[Dataset entries]
::::::::::

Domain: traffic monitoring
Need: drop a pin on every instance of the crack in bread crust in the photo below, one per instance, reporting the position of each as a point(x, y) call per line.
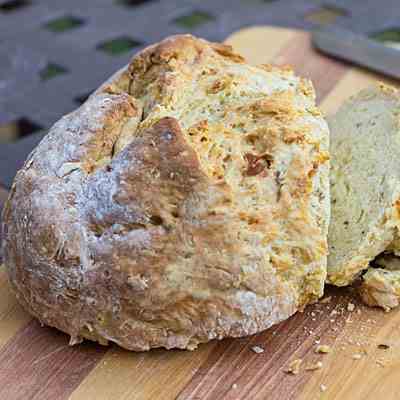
point(186, 200)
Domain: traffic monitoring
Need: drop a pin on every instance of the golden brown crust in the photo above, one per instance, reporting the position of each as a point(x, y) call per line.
point(171, 208)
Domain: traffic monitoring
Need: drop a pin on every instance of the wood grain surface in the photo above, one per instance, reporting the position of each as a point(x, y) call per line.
point(364, 362)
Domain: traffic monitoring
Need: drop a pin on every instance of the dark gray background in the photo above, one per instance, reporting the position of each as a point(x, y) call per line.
point(28, 46)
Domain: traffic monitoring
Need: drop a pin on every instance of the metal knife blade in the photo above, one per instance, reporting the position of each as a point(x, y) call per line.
point(358, 49)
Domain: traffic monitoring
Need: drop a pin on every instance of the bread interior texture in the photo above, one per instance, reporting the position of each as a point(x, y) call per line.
point(365, 171)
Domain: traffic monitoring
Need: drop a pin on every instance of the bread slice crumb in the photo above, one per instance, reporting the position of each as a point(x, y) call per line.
point(323, 349)
point(313, 367)
point(257, 349)
point(294, 366)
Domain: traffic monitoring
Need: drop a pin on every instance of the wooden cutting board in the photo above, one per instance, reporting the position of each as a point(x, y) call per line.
point(37, 363)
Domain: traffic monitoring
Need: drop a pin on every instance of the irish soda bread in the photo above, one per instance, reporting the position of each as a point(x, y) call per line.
point(186, 200)
point(365, 182)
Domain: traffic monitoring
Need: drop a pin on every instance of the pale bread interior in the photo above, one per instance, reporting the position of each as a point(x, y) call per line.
point(365, 181)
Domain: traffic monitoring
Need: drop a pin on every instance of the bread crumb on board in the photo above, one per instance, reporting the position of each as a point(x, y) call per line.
point(323, 349)
point(350, 307)
point(313, 367)
point(257, 349)
point(294, 366)
point(326, 300)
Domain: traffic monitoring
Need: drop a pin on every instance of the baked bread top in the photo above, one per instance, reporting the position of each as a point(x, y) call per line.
point(186, 200)
point(365, 181)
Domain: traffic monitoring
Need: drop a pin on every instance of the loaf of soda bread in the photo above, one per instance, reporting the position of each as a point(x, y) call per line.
point(186, 200)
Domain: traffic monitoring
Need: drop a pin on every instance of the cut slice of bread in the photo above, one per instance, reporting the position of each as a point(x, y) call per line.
point(365, 182)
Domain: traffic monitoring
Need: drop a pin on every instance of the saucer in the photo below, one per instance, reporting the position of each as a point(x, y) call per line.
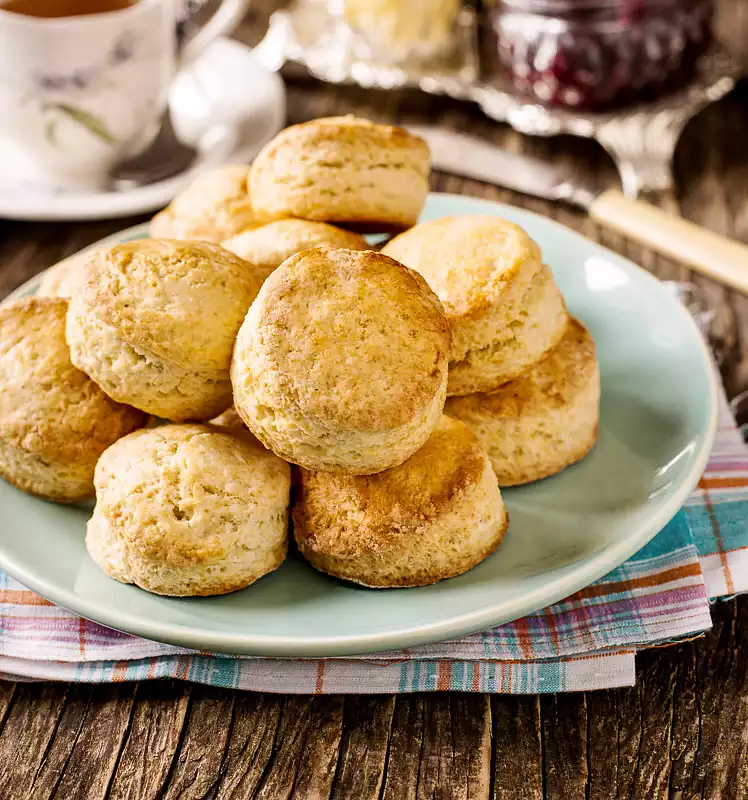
point(226, 105)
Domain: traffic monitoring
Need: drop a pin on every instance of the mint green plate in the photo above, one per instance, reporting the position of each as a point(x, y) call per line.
point(658, 418)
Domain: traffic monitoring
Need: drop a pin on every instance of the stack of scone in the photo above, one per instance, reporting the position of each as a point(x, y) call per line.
point(260, 325)
point(523, 373)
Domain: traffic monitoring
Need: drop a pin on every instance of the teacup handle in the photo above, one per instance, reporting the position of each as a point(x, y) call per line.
point(229, 14)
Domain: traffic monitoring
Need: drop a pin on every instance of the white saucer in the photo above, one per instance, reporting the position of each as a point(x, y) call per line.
point(226, 104)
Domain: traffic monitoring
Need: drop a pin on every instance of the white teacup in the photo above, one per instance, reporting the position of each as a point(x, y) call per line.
point(78, 94)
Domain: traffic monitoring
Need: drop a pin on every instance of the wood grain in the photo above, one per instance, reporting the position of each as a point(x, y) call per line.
point(681, 733)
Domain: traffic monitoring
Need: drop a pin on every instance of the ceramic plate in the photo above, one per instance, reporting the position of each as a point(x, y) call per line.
point(658, 418)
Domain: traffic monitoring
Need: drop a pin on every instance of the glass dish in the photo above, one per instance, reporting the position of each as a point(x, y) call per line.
point(596, 53)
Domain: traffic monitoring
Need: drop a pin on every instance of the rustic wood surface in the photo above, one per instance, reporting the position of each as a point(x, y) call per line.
point(682, 732)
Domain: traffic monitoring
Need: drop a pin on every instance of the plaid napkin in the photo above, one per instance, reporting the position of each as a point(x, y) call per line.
point(588, 641)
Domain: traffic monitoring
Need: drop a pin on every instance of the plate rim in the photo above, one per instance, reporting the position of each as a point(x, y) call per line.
point(336, 646)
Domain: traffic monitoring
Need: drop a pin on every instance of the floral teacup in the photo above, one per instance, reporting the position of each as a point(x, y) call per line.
point(78, 94)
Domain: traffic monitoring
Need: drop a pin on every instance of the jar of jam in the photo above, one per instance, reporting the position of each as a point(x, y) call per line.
point(596, 53)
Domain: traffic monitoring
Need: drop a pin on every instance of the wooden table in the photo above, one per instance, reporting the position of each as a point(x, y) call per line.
point(682, 732)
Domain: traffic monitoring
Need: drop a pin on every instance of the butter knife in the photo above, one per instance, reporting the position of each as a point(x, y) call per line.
point(708, 253)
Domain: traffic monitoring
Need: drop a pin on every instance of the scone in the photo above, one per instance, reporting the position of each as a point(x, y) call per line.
point(269, 246)
point(504, 308)
point(365, 176)
point(189, 510)
point(341, 363)
point(154, 324)
point(230, 420)
point(214, 207)
point(544, 420)
point(433, 517)
point(61, 278)
point(54, 421)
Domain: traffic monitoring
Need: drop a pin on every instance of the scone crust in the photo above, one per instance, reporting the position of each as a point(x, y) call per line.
point(192, 509)
point(61, 278)
point(214, 207)
point(268, 246)
point(504, 308)
point(360, 174)
point(50, 410)
point(468, 261)
point(433, 517)
point(348, 337)
point(547, 419)
point(181, 301)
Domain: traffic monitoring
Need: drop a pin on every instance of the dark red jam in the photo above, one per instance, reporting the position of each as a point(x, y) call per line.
point(591, 53)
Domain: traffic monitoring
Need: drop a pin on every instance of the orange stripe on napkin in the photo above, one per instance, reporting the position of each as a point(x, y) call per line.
point(20, 597)
point(644, 582)
point(717, 482)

::::::::::

*Exercise instructions:* In your copy, include no pictures, but reproduce all records exactly.

*Answer:*
Domain: traffic monitoring
Need: drop a pin on every instance of the crack in bread crust in the photo below, one per instance, reporting the position of each as a point(x, y) call per line.
point(186, 200)
Domain: traffic monitoring
Need: drop a pin on every instance of the golden brown crust in the photo above, one per instance, reporting the position of each as a point(x, y) call per line.
point(171, 208)
Domain: traffic monitoring
Need: drop a pin on every instance of the wood grain surface in the photo above, one per instance, reporting the position of each as a point(x, y) call per line.
point(364, 362)
Domain: traffic monitoring
Need: drop a pin on every instance of the dark gray background in the photo above, one per instance, reporting the position of each as a point(x, y) call per line.
point(28, 46)
Domain: traffic monitoring
Need: drop a pin on every instance of the metal knife blade in the photo above, one per instance, reporting the position of each as a point(x, y) call per line.
point(358, 49)
Domain: traffic monitoring
Need: drop a pin on every instance of the bread interior texture in the photo above, one per instance, reporting the position of each as a point(x, y) call per line.
point(365, 171)
Domain: traffic monitoring
Need: drop a pin on every instance of the bread slice crumb in the photo above, one per instance, reporting the position of each as a point(x, y) call per line.
point(323, 349)
point(313, 367)
point(257, 349)
point(294, 366)
Domain: traffic monitoring
Need: drop a pin on every instance of the wooden cutting board in the photo above, one per instance, reporting the position of each as a point(x, y) call per line.
point(37, 363)
Domain: traffic monitoring
Need: drop a pin on every instance of the irish soda bread in the photo above, one per instance, reporting the position of each as a point(x, y) call per line.
point(186, 200)
point(365, 182)
Domain: traffic monitoring
Need: drop a pin on every instance of the pale bread interior in the photo above, one per instance, reporting the position of each as a point(x, y) call per line.
point(365, 181)
Domain: traffic monitoring
Need: drop a pin on every instance of the bread crumb on board in the photo above, one per instance, reporting the position of each as a point(x, y) call per line.
point(323, 349)
point(350, 307)
point(313, 367)
point(257, 349)
point(294, 366)
point(326, 300)
Domain: traffic monitoring
Need: drop a pin on every instance of the baked bread top in the photo above, one per instance, reporting the position of each as a point(x, y) call per line.
point(186, 200)
point(365, 181)
Domain: traffic monitoring
Need: drop a pin on every instance of the loaf of soda bread in the photo above, one per instance, reporting the position of each as a point(x, y) call per line.
point(186, 200)
Domain: traffic monitoring
Need: drop a pin on every instance of the cut slice of bread in the photo above, one per instance, reporting the position of each as a point(x, y) call per line.
point(365, 182)
Domain: traffic monitoring
Need: drop a pin on every instance of the saucer in the photo below, one per instance, reporting the position of each as a point(x, y) call per line.
point(226, 105)
Domain: traffic monitoring
Need: drop a pin on every instance of the mint green plate in the photo above, one per instance, reporting the position of each as a point(x, y) call per line.
point(658, 418)
Domain: traffic monitoring
Need: drop a pin on every instance of the stack of scone in the photo above, one per instance, reporting the position of each as a point(x, y) call per line.
point(260, 325)
point(523, 373)
Domain: traffic monitoring
Need: drop a pin on every instance of the teacup handle in the photo above, one per instance, reporting the position of each as a point(x, y) call per line.
point(229, 14)
Domain: traffic monitoring
Need: drop a pin on every instance of the white saucer in the photo above, one per instance, reporting the position of each as a point(x, y) call per line.
point(226, 104)
Domain: traffic monitoring
Need: drop a pin on every instance of the white teacup in the photo above, one per instance, reporting the position of each as a point(x, y) call per line.
point(78, 94)
Domain: traffic monitoring
Need: drop a pin on every instance of the wood grain in the photo above, one per instance, reporting the position of each as a point(x, y) call per line.
point(681, 733)
Domain: traffic monitoring
Need: drop a pin on every instance of the ceramic plate in the photo above, one per instance, reporting the position of each as a point(x, y) call per line.
point(658, 418)
Domain: traffic monitoring
Need: drop a pin on every instance of the glass dish in the photo above, one per instance, reporting the position of each as a point(x, y) call per line.
point(596, 53)
Domain: traffic monitoring
Need: drop a pin on every instance of the rustic wood surface in the photo above, one per instance, reporting the position of each as a point(x, y) call per line.
point(682, 732)
Domain: traffic monitoring
Need: drop a pin on every instance of the plaid napkin in the photo above, one per instance, reporting the position of each as a point(x, y) call per line.
point(588, 641)
Domain: traffic monitoring
Need: drop a pin on every instance of the plate rim in the photo above, one per instance, reporting the position of each as a point(x, y) call per line.
point(336, 646)
Domain: traffic monitoring
Need: drop a pin on every instance of the floral teacup in the photo above, one per instance, reporting the position of each as a point(x, y) call per line.
point(78, 94)
Domain: traffic monitoring
Need: drop a pin on every instance of the jar of jam in the photo above, one per instance, reporting the position of each as a point(x, y) call per line.
point(596, 53)
Domain: traffic monitoring
Need: drop a pin on every instance of the wooden table in the photo above, one per instance, reporting the position of each as a point(x, y) call per line.
point(682, 732)
Domain: traffic monitoring
Need: drop a pin on every instance of the butter knife in the photo above, one per instance, reporting the position of each as a point(x, y) call per line.
point(708, 253)
Domain: traffic monitoring
Need: drop a pin on every instance of the scone in the photo above, one per instance, reporting the position of each as a point(x, y) call per line.
point(269, 246)
point(504, 308)
point(365, 176)
point(189, 510)
point(341, 363)
point(154, 324)
point(230, 420)
point(214, 207)
point(544, 420)
point(433, 517)
point(61, 278)
point(54, 421)
Domain: traffic monitoring
Need: drop a pin on every instance of the scone crust in the photo above, one per instance, reporting the position of each as a point(x, y) call per line.
point(192, 509)
point(61, 278)
point(214, 207)
point(268, 246)
point(504, 308)
point(360, 174)
point(50, 410)
point(468, 261)
point(433, 517)
point(348, 337)
point(547, 419)
point(181, 301)
Domain: traffic monitoring
Need: drop a pin on every instance of the dark red jam in the photo above, one per instance, reporting the position of each as a point(x, y) call per line.
point(591, 53)
Domain: traffic monitoring
Need: drop a pin on every instance of the orange stripe on napkin in the photo above, one per instance, reporting the position of each as a point(x, y) call per line.
point(20, 597)
point(644, 582)
point(717, 482)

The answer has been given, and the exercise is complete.